> GIVEN INSTRUCTION
Rewrite the following lines, replacing "one point per instance" with "a single point for each instance" wherever it appears and leaving everything else unchanged.

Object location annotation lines
-------------------------
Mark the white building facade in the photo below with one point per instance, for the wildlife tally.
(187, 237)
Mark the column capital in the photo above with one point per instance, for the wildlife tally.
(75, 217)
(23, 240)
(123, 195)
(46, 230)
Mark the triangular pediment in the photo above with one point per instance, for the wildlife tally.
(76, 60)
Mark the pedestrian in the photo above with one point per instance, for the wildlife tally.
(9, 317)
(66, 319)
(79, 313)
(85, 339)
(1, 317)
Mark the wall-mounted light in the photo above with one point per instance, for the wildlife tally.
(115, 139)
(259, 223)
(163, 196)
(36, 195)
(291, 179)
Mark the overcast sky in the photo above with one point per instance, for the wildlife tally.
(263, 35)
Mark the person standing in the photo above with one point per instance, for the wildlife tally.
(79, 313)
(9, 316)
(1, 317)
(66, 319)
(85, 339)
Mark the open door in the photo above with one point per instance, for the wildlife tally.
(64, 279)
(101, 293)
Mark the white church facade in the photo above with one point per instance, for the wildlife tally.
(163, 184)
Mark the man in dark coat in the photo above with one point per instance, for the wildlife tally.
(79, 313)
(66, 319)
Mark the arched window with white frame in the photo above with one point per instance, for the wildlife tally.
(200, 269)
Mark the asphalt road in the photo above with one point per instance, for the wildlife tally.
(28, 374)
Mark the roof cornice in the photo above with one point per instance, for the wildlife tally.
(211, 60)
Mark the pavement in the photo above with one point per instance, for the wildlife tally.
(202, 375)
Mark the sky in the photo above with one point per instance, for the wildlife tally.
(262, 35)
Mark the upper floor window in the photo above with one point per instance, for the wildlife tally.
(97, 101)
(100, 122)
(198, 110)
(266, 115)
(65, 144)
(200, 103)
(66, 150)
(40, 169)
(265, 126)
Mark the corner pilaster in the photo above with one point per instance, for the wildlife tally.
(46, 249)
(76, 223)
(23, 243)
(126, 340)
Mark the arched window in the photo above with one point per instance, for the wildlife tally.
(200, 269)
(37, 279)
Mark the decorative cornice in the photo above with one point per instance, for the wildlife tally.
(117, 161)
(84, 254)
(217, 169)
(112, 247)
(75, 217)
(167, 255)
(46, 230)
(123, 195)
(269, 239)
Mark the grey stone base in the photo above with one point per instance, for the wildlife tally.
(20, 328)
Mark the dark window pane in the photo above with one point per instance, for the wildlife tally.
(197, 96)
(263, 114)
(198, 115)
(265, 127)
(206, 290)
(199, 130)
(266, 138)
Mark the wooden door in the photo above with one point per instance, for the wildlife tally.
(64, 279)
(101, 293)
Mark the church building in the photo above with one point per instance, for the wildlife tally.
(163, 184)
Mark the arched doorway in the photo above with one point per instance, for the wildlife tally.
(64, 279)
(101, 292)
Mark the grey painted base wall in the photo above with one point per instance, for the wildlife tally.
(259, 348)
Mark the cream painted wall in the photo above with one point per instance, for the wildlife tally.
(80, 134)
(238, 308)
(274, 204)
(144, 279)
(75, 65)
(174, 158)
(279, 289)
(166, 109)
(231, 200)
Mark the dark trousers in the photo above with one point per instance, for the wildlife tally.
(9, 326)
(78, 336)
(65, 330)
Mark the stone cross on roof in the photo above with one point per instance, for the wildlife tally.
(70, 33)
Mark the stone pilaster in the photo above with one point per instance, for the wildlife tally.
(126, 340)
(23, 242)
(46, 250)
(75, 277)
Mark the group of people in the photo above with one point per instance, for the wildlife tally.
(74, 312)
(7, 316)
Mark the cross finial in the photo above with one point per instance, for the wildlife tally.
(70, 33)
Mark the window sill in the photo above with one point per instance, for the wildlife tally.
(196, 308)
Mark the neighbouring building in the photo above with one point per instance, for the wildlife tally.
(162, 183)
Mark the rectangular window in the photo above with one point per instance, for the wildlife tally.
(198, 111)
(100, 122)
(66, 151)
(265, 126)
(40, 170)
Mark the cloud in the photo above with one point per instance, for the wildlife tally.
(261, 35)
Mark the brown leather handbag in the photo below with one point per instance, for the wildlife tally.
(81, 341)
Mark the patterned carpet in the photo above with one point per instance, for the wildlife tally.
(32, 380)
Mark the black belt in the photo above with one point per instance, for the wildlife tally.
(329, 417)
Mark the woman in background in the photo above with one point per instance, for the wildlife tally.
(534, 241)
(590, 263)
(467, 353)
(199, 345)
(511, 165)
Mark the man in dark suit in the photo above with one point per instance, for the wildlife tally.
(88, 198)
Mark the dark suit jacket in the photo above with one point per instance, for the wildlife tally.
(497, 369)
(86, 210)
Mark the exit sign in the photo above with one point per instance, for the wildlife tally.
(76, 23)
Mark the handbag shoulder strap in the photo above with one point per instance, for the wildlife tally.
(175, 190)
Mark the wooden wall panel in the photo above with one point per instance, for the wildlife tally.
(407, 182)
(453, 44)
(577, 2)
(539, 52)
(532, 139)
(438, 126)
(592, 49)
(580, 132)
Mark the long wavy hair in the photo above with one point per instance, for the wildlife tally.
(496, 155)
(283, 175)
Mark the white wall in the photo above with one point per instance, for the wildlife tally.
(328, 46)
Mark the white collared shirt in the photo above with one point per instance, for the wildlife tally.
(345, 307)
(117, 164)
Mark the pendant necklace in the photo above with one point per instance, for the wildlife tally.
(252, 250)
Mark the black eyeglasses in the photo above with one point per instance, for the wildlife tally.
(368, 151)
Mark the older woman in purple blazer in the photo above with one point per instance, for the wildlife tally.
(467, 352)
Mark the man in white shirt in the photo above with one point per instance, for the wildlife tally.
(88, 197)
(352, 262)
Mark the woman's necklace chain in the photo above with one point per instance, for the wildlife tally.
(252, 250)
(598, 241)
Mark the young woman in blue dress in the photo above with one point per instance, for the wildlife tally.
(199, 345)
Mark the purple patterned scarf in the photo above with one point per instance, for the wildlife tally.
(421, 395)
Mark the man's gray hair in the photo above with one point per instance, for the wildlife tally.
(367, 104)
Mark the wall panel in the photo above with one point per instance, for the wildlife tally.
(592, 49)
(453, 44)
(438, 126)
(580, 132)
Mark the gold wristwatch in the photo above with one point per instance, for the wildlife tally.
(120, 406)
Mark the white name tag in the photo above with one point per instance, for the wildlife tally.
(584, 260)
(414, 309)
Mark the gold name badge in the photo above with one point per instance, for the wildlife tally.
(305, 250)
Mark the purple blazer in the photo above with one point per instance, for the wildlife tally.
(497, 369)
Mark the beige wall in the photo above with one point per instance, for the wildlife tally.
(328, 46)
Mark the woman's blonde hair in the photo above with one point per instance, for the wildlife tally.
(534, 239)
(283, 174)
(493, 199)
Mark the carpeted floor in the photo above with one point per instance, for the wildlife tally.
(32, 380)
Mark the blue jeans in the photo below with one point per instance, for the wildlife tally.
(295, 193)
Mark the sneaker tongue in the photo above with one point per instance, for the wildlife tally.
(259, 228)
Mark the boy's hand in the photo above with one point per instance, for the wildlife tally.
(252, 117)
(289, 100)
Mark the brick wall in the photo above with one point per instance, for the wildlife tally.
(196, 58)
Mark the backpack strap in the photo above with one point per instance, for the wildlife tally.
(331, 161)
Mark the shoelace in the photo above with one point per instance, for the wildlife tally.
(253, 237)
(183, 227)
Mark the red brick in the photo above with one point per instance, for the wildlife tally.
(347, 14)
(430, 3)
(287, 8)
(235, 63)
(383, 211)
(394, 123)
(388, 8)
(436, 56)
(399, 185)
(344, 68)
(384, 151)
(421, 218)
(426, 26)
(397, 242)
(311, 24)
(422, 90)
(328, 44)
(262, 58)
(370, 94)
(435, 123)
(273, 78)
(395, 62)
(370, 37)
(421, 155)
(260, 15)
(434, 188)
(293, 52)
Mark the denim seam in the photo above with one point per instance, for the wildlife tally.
-------------------------
> OUTPUT
Mark the white building facade in the photo below with a single point for each instance, for the wildlife tally.
(187, 237)
Mark the column capital in the photo above with a single point for each instance, for the wildlife tally.
(75, 217)
(23, 240)
(123, 195)
(46, 230)
Mark the triangular pediment in the photo above with a single point for each instance, for the wildlife tally.
(76, 60)
Mark the pedestrian in the photo above with a single point for each instance, for the wildlife tally.
(9, 317)
(66, 319)
(79, 313)
(85, 339)
(1, 317)
Mark the wall-mounted light in the photo above with a single point for each instance, for the wildlife tally.
(115, 139)
(259, 223)
(163, 196)
(36, 195)
(291, 179)
Mark the overcast sky in the photo above with a single point for each instance, for the wildlife tally.
(263, 35)
Mark the person standing in the photo above with a single point for each instance, for the wildlife tally.
(79, 313)
(9, 316)
(1, 317)
(66, 319)
(85, 339)
Mark the open door in the photo above with a single point for each instance, for the wildlife tally.
(64, 279)
(101, 293)
Mark the white church facade in the photo above with a single point for each instance, for the wildlife tally.
(163, 184)
Mark the man in dark coat in the photo above with a single point for each instance, for the wildlife tally.
(79, 313)
(66, 319)
Mark the arched window with white frame in the photo above with a single point for each instance, for the wildlife tally.
(200, 269)
Mark the asphalt road in the photo above with a single point for each instance, for the wildlife tally.
(28, 374)
Mark the roof cornice in the photo above with a single point for each instance, for the wildlife tally.
(211, 60)
Mark the pavement in the photo above with a single point for each instance, for the wildlife tally.
(202, 375)
Mark the sky in the photo above with a single point for each instance, for the wildlife tally.
(262, 35)
Mark the upper floor window in the photo above with a single point for each instance, for the wildlife tally.
(97, 101)
(100, 122)
(198, 110)
(266, 115)
(65, 144)
(200, 103)
(66, 150)
(40, 169)
(265, 126)
Mark the corner pilaster in the photo above with a single point for each instance, for the wildlife tally.
(46, 249)
(76, 223)
(23, 243)
(126, 340)
Mark the arched window in the photo above with a single point for each instance, for the wildlife tally.
(200, 269)
(37, 279)
Mark the decorative cornice in the photo above with a single point for each instance, for the wildlife tally.
(117, 161)
(84, 254)
(217, 169)
(112, 247)
(75, 217)
(167, 255)
(46, 230)
(123, 195)
(269, 239)
Mark the grey stone base in the photo above with a single point for each instance, for the wildlife tally.
(20, 328)
Mark the dark window pane in the photo above with a single point for each instance, for the wildlife tally.
(197, 96)
(263, 114)
(198, 115)
(265, 127)
(206, 290)
(199, 130)
(266, 138)
Mark the wooden door in the photo above with a single point for each instance, for the wildlife tally.
(64, 279)
(101, 293)
Mark the church building in the photo above with a single point for each instance, for the wildlife tally.
(163, 184)
Mark the arched doorway in the photo above with a single point for each instance, for the wildlife tally.
(64, 279)
(101, 292)
Mark the grey painted base wall in the photo above with a single point for each instance, for the wildlife tally.
(259, 348)
Mark the cream painted wall in the photo above with a single point for each instance, for the wildlife tally.
(80, 134)
(238, 308)
(274, 204)
(144, 279)
(75, 65)
(174, 158)
(279, 289)
(166, 109)
(231, 200)
Mark the dark trousers in the photo above with a single point for each instance, for the wildlife tally.
(9, 326)
(78, 336)
(65, 330)
Mark the stone cross on roof in the photo above with a single point for each instance, for the wildlife tally.
(70, 33)
Mark the stone pilaster in the photo above with a single point for each instance, for the wildlife tally.
(126, 340)
(23, 242)
(46, 250)
(75, 277)
Mark the group of people in the photo above with a single point for each instance, for the wildlife tally.
(74, 312)
(7, 316)
Mark the cross finial in the photo above with a single point for each instance, for the wildlife tally.
(70, 33)
Mark the window sill in the photo above with a single point for each instance, for the wildlife tally.
(196, 308)
Mark the neighbouring building in the photo above with a single point for each instance, for the wildlife tally.
(162, 183)
Mark the rectangular window in the photo above with a single point for each instance, for the wildlife tally.
(198, 111)
(100, 122)
(66, 151)
(265, 126)
(40, 170)
Mark the cloud in the photo above with a single point for each instance, for the wildlife tally.
(261, 35)
Mark the brown leather handbag in the photo below with a single point for each instance, for the wildlife tally.
(81, 341)
Mark the patterned carpet in the photo above with a single point for each instance, for the wildlife tally.
(32, 380)
Mark the black belt in the photo above with a single point for each instance, for the wildlife tally.
(329, 417)
Mark the woman in background in the photo above with a single point for each instance, for the wildlife tally.
(534, 241)
(590, 263)
(467, 353)
(199, 345)
(511, 165)
Mark the man in dark suit in the photo above with a single point for each instance, for the wildlife tally.
(88, 198)
Mark the dark suit jacket in the photo above with a single point for each instance, for the wildlife tally.
(497, 369)
(86, 210)
Mark the exit sign in the photo above with a single point for each instance, for the wildlife tally.
(76, 23)
Mark the handbag shoulder strap in the photo above with a single point for each instance, for the wildlife tally.
(175, 190)
Mark the wooden wall panel in the photo above with a single point for each instance, for the wildlife tally.
(407, 182)
(453, 44)
(577, 2)
(539, 52)
(532, 139)
(438, 126)
(592, 49)
(580, 132)
Mark the long wavy hair in the photo above with a single point for each instance, for the wildlife tally.
(496, 155)
(283, 175)
Mark the white wall in the photo above with a single point for each instance, for the wildlife tally.
(328, 46)
Mark the white collared shirt in the photo above with a single point for each instance, for the wildlife tally.
(345, 307)
(117, 164)
Mark the pendant necklace in the photo above with a single point for each instance, for the wildlife tally.
(252, 250)
Mark the black eyeglasses in the photo above with a single point for each instance, for the wildlife tally.
(368, 151)
Mark the older woman in purple blazer in the photo above with a single point for each instance, for the wildlife tally.
(467, 352)
Mark the man in white shirt in the photo above with a single point for each instance, for the wildlife tally.
(88, 197)
(352, 262)
Mark the woman's necklace chain in the photo above with a single point for each instance, for the wildlife tally.
(252, 250)
(598, 241)
Mark the young woman in blue dress in the photo above with a single point for each instance, for the wildlife tally.
(199, 345)
Mark the purple patterned scarf in the photo above with a single point for each instance, for the wildlife tally.
(421, 395)
Mark the man's gray hair in the photo above with a single point for each instance, for the wildlife tally.
(367, 104)
Mark the wall panel in the photo above with a single point for each instance, for the wildlife tally.
(592, 49)
(453, 44)
(438, 126)
(580, 132)
Mark the gold wristwatch in the photo above with a single point for each instance, for the wildlife tally.
(120, 406)
Mark the white name tag in the photo above with a single point for each instance, for the wildlife tally.
(584, 260)
(414, 309)
Mark the gold name badge in the photo above with a single point for each instance, for the wildlife tally.
(305, 250)
Mark the purple blazer in the photo above with a single point for each instance, for the wildlife tally.
(497, 369)
Mark the beige wall in the photo above with a single point for each instance, for the wildlife tally.
(328, 46)
Mark the woman's blonde hair in the photo above with a single point for each instance, for the wildlife tally.
(534, 239)
(283, 174)
(493, 199)
Mark the carpeted floor in the photo above with a single point for each instance, for the wildlife tally.
(32, 380)
Mark the blue jeans in the photo below with a single point for each instance, for the wildlife tally.
(295, 193)
Mark the sneaker tongue in the photo above with a single point for each instance, for the wildlife tally.
(259, 228)
Mark the boy's hand in the photo above with a single point for each instance, for the wildlife tally.
(252, 117)
(289, 100)
Mark the brick wall in the photo above with a single point for each instance, for the wildlife tally.
(196, 58)
Mark the backpack strap in the photo above with a single point for each instance, for the wildlife tally.
(331, 161)
Mark the shoelace in the photo above with a single point for each instance, for the wildlife tally.
(253, 237)
(183, 227)
Mark the red brick in the photo above with a single point for each instance, for the wildlife tally.
(347, 14)
(430, 3)
(287, 8)
(235, 63)
(383, 211)
(394, 123)
(388, 8)
(436, 56)
(399, 185)
(344, 68)
(384, 151)
(421, 218)
(426, 26)
(397, 242)
(311, 24)
(422, 90)
(328, 44)
(262, 58)
(370, 94)
(435, 123)
(273, 78)
(395, 62)
(370, 37)
(421, 155)
(260, 15)
(434, 188)
(293, 52)
Mark the denim seam in the photo above with a single point for each instance, for the wildlife tally.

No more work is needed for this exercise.